►

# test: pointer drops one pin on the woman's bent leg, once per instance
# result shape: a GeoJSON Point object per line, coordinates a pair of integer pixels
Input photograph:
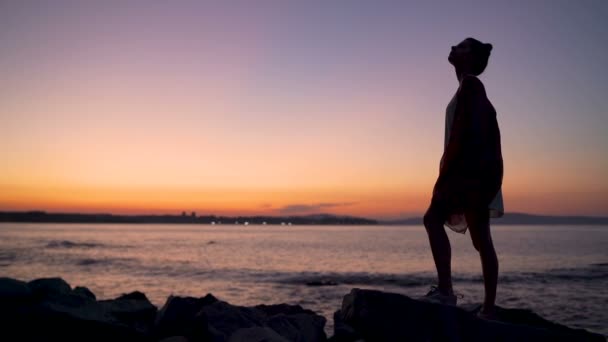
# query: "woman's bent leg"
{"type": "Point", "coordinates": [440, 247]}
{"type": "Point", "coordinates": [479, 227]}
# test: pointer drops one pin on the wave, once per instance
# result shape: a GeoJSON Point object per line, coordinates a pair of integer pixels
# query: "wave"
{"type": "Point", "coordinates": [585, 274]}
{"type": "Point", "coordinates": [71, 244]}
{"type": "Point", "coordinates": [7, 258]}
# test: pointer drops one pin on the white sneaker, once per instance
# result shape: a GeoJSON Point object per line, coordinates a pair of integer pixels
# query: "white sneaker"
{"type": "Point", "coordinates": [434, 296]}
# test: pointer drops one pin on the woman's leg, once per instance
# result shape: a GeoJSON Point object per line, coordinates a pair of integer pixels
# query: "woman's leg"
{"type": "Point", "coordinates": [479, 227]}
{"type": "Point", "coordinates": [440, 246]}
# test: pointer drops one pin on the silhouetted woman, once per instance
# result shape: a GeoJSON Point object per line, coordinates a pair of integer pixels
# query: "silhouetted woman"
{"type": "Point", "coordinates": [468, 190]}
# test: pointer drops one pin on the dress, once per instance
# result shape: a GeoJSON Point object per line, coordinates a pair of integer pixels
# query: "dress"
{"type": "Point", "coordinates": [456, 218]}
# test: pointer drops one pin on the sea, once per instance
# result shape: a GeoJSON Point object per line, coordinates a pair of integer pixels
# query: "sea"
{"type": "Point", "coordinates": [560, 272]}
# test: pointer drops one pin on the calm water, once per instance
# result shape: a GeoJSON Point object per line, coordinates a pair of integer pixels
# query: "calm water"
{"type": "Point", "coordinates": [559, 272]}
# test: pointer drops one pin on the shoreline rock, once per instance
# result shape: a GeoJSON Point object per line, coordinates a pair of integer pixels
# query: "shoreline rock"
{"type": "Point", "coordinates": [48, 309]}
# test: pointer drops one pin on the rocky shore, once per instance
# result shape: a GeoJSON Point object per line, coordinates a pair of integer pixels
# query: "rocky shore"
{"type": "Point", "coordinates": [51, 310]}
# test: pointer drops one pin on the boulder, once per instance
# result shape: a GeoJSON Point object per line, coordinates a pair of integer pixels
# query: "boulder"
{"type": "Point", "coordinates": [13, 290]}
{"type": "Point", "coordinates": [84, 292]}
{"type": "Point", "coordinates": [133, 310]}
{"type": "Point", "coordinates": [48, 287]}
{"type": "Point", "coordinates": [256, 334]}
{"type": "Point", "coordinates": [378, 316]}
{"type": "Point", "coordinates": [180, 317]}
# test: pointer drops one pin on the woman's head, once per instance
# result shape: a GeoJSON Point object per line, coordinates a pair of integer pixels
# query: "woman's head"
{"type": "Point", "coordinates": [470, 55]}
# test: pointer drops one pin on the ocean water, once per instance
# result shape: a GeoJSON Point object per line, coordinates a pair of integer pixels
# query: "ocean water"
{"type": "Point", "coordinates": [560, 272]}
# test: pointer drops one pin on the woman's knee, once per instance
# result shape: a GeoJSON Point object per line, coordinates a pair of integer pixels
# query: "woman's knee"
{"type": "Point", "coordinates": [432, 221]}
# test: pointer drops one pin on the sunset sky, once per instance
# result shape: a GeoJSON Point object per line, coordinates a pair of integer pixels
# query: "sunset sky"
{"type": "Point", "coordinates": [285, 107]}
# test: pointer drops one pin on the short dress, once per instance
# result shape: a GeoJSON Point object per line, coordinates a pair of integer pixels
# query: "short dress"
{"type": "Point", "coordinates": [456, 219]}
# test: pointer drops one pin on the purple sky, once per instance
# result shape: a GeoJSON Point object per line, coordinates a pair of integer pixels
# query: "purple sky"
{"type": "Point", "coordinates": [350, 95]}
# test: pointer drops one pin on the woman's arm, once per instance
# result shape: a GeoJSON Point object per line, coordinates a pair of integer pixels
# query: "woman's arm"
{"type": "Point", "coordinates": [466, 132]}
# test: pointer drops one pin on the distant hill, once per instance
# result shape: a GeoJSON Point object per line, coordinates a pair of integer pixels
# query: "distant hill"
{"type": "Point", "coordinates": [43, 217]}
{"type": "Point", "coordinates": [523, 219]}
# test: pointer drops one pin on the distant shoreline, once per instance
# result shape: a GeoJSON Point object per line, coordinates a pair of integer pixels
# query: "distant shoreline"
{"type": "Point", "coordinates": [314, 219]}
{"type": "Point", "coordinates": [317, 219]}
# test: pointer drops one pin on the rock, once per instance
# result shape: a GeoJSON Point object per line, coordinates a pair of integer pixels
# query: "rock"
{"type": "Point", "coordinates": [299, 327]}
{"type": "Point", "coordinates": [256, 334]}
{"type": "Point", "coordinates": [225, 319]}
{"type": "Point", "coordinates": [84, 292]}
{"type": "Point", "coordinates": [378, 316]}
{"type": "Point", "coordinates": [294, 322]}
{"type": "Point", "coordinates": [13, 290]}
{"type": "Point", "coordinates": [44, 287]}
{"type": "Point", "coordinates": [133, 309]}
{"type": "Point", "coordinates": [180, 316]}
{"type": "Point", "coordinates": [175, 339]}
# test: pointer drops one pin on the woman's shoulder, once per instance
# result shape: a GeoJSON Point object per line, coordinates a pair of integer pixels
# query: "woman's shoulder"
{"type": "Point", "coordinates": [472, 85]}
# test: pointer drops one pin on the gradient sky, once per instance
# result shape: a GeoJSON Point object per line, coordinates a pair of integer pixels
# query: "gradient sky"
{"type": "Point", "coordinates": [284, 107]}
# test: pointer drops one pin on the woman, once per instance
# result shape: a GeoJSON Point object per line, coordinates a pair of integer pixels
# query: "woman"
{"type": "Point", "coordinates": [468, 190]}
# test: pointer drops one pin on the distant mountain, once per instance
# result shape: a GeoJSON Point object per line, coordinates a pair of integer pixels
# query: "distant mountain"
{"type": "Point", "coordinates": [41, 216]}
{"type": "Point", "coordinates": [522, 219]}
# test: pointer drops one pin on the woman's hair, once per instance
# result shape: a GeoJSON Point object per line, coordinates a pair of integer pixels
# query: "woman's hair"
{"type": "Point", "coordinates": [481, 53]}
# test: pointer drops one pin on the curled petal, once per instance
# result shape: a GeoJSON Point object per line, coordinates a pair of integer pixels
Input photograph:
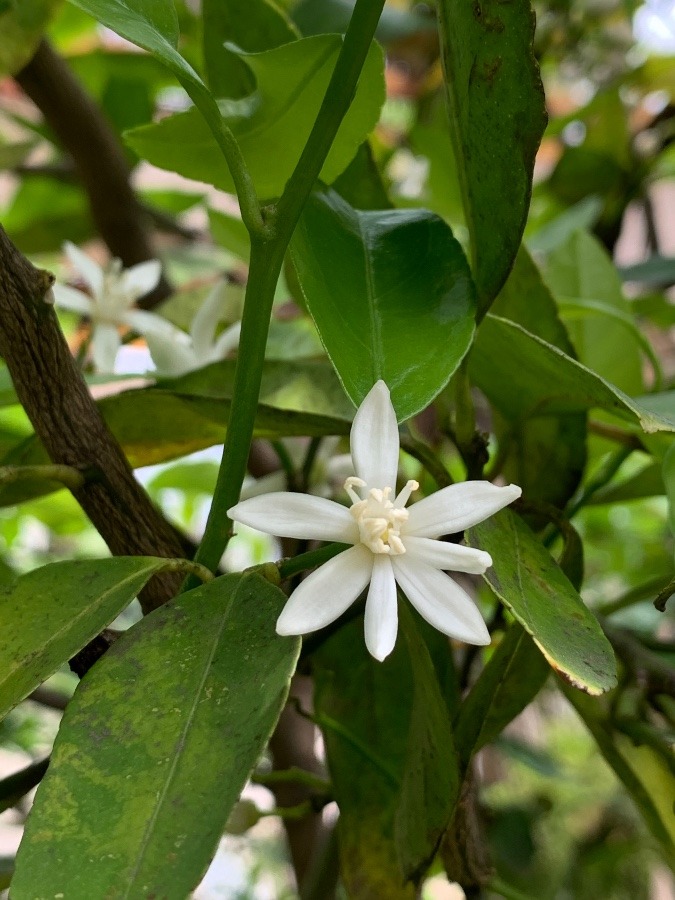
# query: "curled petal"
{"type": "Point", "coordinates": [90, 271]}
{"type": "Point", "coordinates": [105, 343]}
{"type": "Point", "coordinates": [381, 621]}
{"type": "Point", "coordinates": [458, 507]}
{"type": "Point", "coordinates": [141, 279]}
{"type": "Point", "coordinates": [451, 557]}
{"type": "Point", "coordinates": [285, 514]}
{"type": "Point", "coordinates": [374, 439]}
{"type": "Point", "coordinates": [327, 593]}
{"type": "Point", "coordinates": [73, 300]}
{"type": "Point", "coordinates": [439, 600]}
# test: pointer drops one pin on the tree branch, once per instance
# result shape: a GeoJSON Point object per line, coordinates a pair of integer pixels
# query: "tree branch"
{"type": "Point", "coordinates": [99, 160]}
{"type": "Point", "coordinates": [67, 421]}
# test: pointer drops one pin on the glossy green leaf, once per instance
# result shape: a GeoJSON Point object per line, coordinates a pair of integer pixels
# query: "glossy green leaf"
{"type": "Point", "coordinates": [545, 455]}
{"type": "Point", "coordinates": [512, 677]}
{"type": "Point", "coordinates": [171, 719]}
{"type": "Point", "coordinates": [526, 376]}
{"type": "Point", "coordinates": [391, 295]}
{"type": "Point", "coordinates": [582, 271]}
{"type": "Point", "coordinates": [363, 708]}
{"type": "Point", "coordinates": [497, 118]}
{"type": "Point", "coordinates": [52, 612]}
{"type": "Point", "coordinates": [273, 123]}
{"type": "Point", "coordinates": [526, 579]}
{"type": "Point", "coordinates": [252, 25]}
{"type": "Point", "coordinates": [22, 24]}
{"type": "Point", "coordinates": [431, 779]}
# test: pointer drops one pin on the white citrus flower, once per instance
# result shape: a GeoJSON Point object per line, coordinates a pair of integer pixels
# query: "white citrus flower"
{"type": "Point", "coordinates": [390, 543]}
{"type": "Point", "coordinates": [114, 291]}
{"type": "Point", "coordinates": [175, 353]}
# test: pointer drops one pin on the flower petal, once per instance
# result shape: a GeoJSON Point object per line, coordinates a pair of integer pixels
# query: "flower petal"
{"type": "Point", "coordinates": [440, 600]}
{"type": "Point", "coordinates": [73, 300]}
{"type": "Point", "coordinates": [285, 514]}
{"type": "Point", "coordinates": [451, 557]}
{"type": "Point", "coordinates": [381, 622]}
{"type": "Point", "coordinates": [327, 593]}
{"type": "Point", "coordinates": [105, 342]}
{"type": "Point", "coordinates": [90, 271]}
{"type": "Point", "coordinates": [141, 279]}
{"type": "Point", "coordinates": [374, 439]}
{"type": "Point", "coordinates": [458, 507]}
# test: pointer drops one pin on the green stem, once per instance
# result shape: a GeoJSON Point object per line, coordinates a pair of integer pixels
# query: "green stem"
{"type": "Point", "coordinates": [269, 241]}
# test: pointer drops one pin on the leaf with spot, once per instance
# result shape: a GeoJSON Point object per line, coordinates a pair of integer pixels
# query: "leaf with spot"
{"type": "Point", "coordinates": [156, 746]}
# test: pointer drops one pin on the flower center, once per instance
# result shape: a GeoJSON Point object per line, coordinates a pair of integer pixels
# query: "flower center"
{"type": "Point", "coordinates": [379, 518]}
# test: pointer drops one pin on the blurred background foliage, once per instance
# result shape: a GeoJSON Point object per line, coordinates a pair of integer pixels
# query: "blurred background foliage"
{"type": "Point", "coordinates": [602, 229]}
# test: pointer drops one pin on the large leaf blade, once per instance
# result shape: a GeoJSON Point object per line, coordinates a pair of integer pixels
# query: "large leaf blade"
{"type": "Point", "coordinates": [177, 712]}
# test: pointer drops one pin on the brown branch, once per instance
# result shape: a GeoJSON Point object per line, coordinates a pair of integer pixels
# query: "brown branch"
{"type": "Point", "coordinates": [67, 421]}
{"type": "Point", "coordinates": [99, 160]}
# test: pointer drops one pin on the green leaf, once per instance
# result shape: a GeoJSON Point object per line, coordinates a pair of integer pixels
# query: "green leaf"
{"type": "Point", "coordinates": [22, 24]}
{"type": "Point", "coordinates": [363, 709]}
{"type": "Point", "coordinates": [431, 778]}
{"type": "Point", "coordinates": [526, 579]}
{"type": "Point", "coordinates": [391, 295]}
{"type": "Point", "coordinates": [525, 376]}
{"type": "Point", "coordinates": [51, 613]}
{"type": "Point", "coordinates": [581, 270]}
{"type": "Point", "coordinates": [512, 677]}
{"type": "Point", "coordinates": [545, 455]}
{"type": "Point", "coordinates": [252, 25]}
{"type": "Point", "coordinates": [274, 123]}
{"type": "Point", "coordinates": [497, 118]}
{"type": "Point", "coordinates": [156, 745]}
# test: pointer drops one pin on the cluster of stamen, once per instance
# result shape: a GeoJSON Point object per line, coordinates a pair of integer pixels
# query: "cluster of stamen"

◄

TASK GOAL
Transcribe word for word the lines from the one holding "# test: pointer drops one pin on the cluster" to the last line of the listing above, inclusive.

FULL OUTPUT
# test: pointer drops one pin on the cluster of stamen, once per instance
# result shape: a GeoJSON Point object per line, coordinates a pair of integer pixels
# query: "cluster of stamen"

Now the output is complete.